*Supplied records*.
>>>>>

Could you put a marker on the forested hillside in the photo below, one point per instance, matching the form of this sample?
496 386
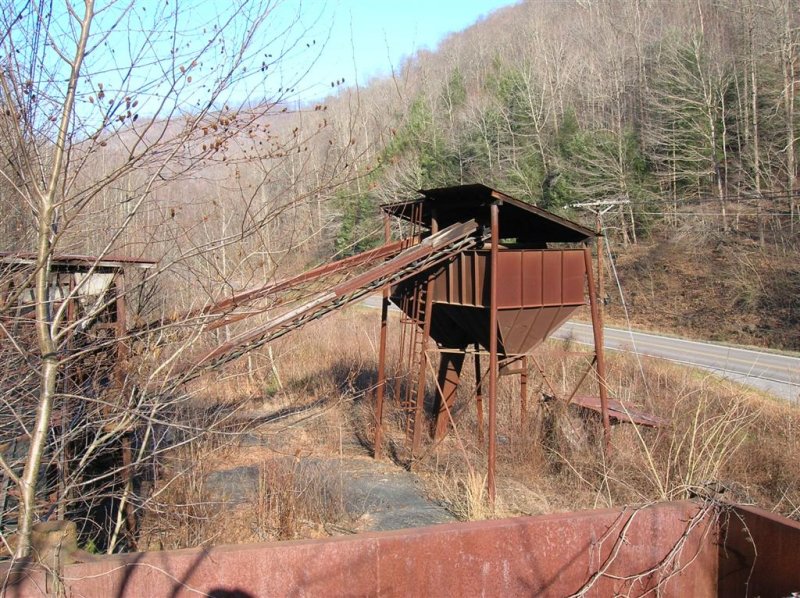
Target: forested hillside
685 112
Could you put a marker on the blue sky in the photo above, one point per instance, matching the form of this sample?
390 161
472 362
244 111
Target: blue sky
370 37
139 49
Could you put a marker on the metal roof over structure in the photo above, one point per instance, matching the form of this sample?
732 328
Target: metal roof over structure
519 220
76 262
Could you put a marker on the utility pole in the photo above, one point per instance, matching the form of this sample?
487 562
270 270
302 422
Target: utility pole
596 299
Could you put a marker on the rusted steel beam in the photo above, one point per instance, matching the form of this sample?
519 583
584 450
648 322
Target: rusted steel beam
479 393
419 405
381 388
493 363
597 329
449 378
523 391
408 263
245 297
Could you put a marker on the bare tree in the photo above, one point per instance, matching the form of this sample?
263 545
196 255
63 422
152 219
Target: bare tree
121 124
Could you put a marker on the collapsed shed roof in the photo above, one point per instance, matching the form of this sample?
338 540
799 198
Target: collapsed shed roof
77 263
517 219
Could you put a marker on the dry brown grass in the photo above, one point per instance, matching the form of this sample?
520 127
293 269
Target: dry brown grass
722 438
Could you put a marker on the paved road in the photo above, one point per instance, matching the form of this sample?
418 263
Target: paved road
778 374
774 373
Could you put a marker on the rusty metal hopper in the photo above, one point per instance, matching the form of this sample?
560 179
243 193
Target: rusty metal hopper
538 291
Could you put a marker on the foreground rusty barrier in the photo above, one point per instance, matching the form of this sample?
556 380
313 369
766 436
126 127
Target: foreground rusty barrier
666 549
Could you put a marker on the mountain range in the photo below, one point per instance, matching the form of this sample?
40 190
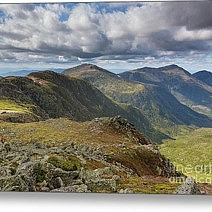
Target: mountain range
204 76
88 91
179 82
89 130
153 97
44 95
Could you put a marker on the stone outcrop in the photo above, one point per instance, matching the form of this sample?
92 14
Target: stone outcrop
188 187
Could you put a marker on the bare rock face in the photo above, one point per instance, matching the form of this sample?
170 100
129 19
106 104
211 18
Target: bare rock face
189 187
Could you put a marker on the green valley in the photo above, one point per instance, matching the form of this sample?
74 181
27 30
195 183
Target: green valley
191 153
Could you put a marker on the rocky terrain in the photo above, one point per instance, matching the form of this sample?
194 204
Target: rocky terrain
114 157
152 97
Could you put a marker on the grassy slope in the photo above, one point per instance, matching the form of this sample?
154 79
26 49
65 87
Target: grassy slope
192 153
117 146
157 104
8 105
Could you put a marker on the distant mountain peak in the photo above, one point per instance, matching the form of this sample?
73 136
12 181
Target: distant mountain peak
87 68
204 76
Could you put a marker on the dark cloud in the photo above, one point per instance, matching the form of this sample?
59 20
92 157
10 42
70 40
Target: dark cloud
119 32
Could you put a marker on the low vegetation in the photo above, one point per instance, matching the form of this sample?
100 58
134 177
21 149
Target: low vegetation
191 154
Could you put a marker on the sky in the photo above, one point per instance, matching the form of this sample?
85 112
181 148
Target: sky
115 36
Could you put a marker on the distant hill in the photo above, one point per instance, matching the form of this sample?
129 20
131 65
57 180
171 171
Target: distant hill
22 73
47 94
204 76
102 155
159 106
184 86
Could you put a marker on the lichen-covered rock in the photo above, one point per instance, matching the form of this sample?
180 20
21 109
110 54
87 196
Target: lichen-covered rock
188 187
74 188
13 183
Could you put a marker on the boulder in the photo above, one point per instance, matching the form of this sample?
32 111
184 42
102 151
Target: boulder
188 187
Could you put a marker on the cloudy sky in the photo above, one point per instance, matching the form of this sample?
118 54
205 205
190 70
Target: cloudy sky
116 36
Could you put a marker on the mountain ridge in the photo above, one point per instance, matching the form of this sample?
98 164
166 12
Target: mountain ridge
149 98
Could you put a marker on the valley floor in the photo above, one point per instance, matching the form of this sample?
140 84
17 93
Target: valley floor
60 155
191 153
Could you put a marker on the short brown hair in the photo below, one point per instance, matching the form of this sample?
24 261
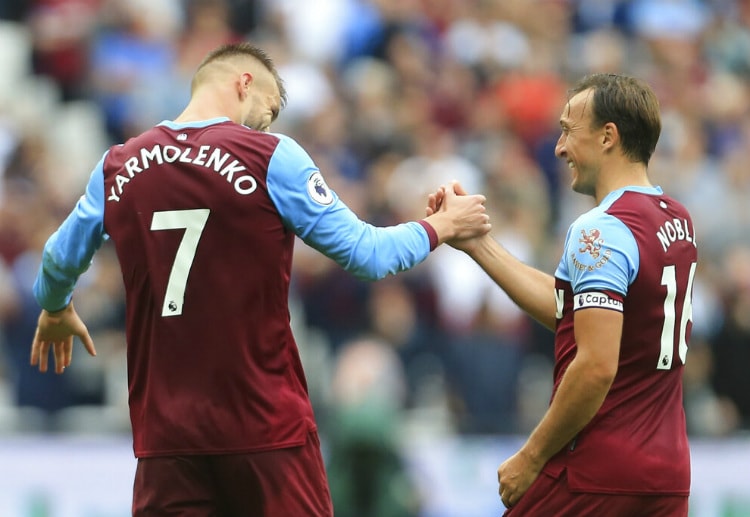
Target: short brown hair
245 49
631 105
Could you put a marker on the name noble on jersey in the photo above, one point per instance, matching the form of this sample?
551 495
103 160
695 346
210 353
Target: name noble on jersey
673 231
211 158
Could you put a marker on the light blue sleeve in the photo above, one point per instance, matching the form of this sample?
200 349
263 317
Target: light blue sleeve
316 214
601 254
69 251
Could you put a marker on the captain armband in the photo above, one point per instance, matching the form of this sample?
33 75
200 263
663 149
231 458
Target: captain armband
602 300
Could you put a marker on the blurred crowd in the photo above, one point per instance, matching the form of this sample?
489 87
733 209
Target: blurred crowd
391 98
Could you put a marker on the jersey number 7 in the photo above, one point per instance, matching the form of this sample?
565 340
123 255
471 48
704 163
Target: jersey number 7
193 222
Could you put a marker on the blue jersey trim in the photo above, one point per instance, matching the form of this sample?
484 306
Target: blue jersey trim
601 253
69 251
322 220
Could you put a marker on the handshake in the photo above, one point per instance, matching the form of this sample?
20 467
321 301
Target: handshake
460 219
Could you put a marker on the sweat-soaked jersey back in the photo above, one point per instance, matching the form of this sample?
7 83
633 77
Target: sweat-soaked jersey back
637 442
206 261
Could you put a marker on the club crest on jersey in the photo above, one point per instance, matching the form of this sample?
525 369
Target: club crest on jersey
318 190
591 243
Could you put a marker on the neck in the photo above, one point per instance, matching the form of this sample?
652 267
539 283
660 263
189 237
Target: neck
205 106
625 175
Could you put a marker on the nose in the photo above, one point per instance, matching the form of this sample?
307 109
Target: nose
560 147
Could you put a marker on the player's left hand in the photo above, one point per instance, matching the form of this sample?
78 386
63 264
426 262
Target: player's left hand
515 476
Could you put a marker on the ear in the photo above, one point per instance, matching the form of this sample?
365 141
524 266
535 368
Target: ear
610 135
243 84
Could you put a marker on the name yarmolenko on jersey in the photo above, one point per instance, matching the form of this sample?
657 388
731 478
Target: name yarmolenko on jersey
206 156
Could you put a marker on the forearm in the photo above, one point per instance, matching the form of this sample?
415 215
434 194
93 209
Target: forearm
531 289
578 398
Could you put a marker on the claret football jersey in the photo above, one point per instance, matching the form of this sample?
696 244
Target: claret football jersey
203 217
635 253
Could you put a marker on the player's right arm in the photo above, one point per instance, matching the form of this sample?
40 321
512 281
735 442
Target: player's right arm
531 289
67 254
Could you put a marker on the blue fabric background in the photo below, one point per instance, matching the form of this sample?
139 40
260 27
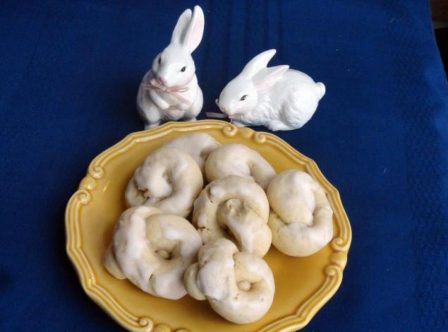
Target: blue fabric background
69 72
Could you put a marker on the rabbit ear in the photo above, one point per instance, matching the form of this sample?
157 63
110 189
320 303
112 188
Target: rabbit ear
267 77
181 27
259 62
194 31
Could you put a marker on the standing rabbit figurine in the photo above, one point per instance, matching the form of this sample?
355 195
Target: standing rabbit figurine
170 90
277 97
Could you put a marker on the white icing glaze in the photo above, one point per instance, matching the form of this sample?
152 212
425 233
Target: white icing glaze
197 145
239 286
168 179
238 159
153 250
301 217
240 206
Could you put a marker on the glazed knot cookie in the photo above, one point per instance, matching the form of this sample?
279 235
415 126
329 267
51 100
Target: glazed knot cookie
237 208
301 217
238 159
153 250
238 286
197 145
168 179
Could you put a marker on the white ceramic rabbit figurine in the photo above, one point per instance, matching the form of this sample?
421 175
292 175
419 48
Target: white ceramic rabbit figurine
277 97
170 90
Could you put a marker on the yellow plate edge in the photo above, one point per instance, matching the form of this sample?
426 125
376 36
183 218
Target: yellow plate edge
333 271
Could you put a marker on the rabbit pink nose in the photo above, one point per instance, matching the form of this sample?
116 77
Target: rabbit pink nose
161 80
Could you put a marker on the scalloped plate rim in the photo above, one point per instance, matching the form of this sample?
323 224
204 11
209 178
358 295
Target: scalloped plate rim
305 311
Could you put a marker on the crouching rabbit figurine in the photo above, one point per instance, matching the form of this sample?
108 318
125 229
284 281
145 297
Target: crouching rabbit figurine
170 90
277 97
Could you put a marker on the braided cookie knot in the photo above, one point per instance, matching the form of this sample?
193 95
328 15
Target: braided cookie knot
238 286
168 179
197 145
238 159
153 250
301 217
236 208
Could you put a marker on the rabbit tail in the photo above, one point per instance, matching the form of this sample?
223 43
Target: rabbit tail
321 89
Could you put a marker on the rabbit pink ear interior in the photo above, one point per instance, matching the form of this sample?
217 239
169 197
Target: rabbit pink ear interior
195 30
181 26
267 77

<<<<<

*Work order*. Each line of the entries where the string "below" occurs should be shown.

*Written answer*.
Could you put a marker on the forested hillside in the photo below, one point per instance, matching the form of this sample?
Could you put a marker on the mountain range in the photo below, one point per instance, matching the form of this sample?
Could you put a marker on the short brown hair in the photo below, one point per instance, matching the form of this sample?
Could you put a marker on the blue fabric background in the photo below, one point per instance, matching the form of this sample?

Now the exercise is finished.